| Problem set |
1/ In the article on sleep loss and appetite, by what percentage did activation of the right anterior cingulate cortex increase after a night of total sleep deprivation?
2/ Copy out the part of the article on sleep loss that opens with the words containing "Thursday, March 01, 2012" and closes with "they had slept.", substituting "men" for "males" each time it appears.

| Extract provided |
====
Is Sleep Loss Making you Fat?
New research suggests lack of shut-eye may trigger your body to crave extra calories.
Thursday, March 01, 2012 | Brittany Nelson
Twelve healthy, normal-weight males were examined during two sessions: after a night of sleep and after a night of total sleep deprivation. On the morning after each night, the males viewed 30 images of high-caloric foods and 30 images of low-caloric foods while scientists recorded their brain activity.
Following a night of total sleep deprivation, study participants showed an eight percent increase in the activation of the right anterior cingulate cortex — a part of the brain that is associated with the desire to eat — and reported a greater increase in appetite, compared to when they had slept.
Increased activation in the part of the brain that controls hunger after a sleepless night.
“Poor sleep puts the body in a state of inflammation, and a lot of that is affected by different hormones [such as leptin and ghrelin, which control hunger levels] that are circulating throughout the body,” says Matthew Mingrone MD, EOS Sleep and Snoring Specialist in California.
Although the study highlighted one night of sleep deprivation, Mingrone stresses that cumulative sleep loss over time is just as bad as one sleepless night. “This is what we call sleep debt. If someone that physically needs 7 to 8 hours of sleep gets an hour less each night over a period of a week, they have lost a whole night’s sleep.”
If you find yourself losing an hour of sleep here and there, the desire to eat more and consume higher calorie foods is high. “Keeping a food journal or knowing exactly what your basal metabolic needs are can become quite helpful,” Mingrone says.
But if you think you’re clinically sleep deprived, Mingrone suggests seeking medical attention. “Sleep is an important pillar of health. I don’t think a lot of people realize that. It has a huge impact on how your body functions.”
====
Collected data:
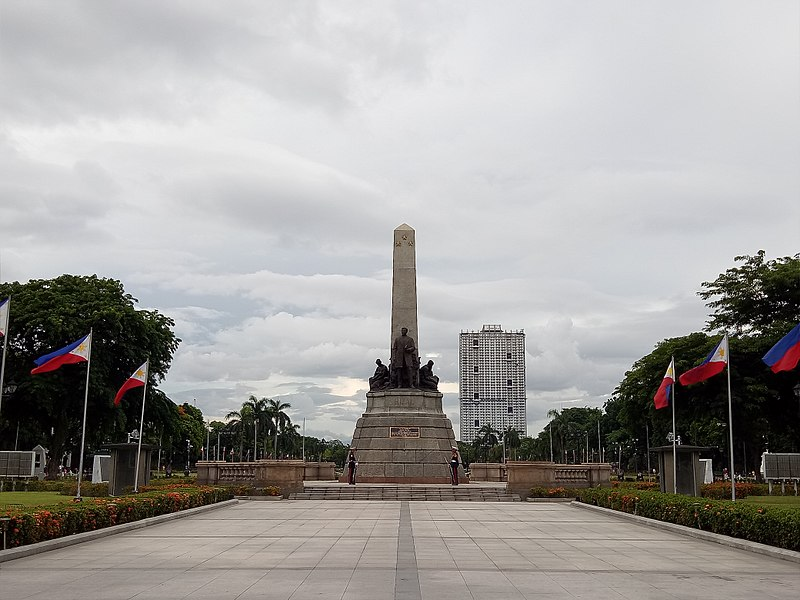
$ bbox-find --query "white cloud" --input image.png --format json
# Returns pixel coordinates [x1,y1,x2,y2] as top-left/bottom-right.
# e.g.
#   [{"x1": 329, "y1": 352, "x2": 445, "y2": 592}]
[{"x1": 0, "y1": 0, "x2": 800, "y2": 439}]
====
| Per-task answers |
1/ Eight percent.

2/
Thursday, March 01, 2012 | Brittany Nelson
Twelve healthy, normal-weight men were examined during two sessions: after a night of sleep and after a night of total sleep deprivation. On the morning after each night, the men viewed 30 images of high-caloric foods and 30 images of low-caloric foods while scientists recorded their brain activity.
Following a night of total sleep deprivation, study participants showed an eight percent increase in the activation of the right anterior cingulate cortex — a part of the brain that is associated with the desire to eat — and reported a greater increase in appetite, compared to when they had slept.